● **Given request**
Copy the records from the line with "Can you see the white" through the line with "column 364, row 289", renaming "table top" to "tabletop" and keeping everything else the same.

(Location identification entries)
● ● ● ●
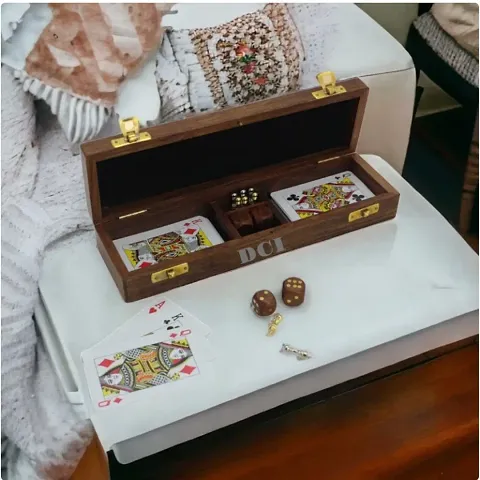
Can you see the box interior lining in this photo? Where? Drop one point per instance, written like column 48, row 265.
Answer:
column 152, row 172
column 216, row 204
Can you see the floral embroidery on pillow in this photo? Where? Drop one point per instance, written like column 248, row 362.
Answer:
column 253, row 57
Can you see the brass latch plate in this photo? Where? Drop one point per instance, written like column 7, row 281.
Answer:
column 364, row 212
column 328, row 83
column 130, row 128
column 170, row 273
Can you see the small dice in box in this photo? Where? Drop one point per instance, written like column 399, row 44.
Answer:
column 154, row 178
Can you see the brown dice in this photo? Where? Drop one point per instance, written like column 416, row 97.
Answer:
column 293, row 291
column 264, row 303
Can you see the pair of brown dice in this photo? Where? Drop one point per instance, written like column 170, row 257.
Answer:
column 293, row 291
column 293, row 294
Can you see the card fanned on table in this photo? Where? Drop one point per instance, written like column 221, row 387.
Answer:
column 146, row 357
column 181, row 238
column 322, row 195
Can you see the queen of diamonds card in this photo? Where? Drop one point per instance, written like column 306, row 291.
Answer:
column 145, row 367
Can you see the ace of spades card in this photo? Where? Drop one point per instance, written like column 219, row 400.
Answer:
column 322, row 195
column 122, row 372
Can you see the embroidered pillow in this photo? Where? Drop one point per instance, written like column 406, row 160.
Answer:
column 252, row 57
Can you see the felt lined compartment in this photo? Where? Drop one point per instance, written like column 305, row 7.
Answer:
column 140, row 175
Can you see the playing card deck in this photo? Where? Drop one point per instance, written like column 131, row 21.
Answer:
column 321, row 196
column 295, row 151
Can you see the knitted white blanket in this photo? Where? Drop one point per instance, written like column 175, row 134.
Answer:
column 42, row 437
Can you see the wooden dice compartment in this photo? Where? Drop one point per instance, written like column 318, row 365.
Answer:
column 191, row 167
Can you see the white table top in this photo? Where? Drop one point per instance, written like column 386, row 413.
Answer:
column 364, row 289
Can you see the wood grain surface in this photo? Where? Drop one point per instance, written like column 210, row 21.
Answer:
column 414, row 420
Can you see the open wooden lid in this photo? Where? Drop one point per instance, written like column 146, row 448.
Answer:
column 214, row 145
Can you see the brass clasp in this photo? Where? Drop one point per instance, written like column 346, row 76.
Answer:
column 170, row 273
column 130, row 128
column 328, row 84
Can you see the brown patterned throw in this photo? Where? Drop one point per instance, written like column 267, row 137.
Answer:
column 250, row 58
column 88, row 49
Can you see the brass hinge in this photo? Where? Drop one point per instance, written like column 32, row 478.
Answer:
column 130, row 128
column 364, row 212
column 328, row 83
column 132, row 214
column 169, row 273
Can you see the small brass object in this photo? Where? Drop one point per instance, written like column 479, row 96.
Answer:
column 364, row 212
column 273, row 324
column 328, row 84
column 170, row 273
column 130, row 128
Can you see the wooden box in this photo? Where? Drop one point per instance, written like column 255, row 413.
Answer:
column 190, row 167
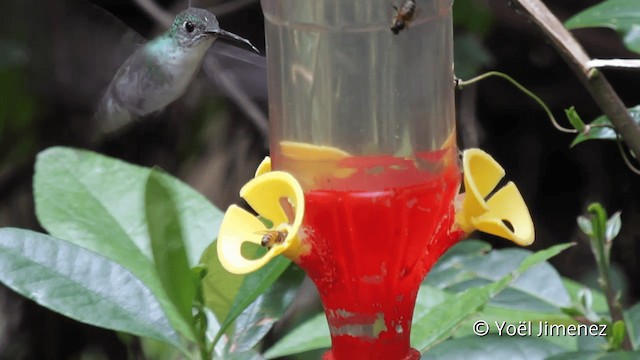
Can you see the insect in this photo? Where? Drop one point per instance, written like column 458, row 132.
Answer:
column 272, row 237
column 403, row 16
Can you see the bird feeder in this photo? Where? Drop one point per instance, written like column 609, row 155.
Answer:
column 362, row 185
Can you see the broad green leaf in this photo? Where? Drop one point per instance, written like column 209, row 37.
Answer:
column 219, row 286
column 257, row 319
column 448, row 269
column 596, row 355
column 599, row 302
column 620, row 15
column 600, row 132
column 539, row 290
column 435, row 309
column 169, row 253
column 494, row 347
column 441, row 321
column 252, row 287
column 632, row 319
column 427, row 298
column 97, row 202
column 87, row 197
column 80, row 284
column 312, row 334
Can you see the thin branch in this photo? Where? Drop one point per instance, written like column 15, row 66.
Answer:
column 594, row 81
column 462, row 83
column 626, row 159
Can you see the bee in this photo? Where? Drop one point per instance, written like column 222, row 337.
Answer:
column 403, row 16
column 272, row 237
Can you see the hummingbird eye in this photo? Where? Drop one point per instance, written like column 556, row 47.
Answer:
column 189, row 26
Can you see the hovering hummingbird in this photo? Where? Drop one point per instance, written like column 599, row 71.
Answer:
column 159, row 72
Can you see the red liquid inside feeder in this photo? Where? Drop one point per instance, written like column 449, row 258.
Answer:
column 374, row 236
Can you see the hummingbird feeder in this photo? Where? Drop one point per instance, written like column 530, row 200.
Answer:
column 362, row 186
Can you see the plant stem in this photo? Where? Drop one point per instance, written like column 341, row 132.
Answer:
column 601, row 247
column 594, row 81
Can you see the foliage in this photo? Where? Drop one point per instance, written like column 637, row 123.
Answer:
column 620, row 15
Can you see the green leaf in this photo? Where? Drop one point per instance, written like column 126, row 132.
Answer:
column 97, row 202
column 440, row 321
column 219, row 286
column 254, row 323
column 169, row 253
column 596, row 355
column 80, row 284
column 494, row 347
column 620, row 15
column 539, row 290
column 252, row 287
column 632, row 319
column 600, row 132
column 616, row 335
column 312, row 334
column 449, row 268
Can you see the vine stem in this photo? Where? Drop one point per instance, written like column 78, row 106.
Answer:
column 593, row 80
column 462, row 83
● ● ● ●
● **Response to the task**
Can you see the white tabletop in this photo? Where? Drop one point per instance, written like column 386, row 413.
Answer:
column 364, row 289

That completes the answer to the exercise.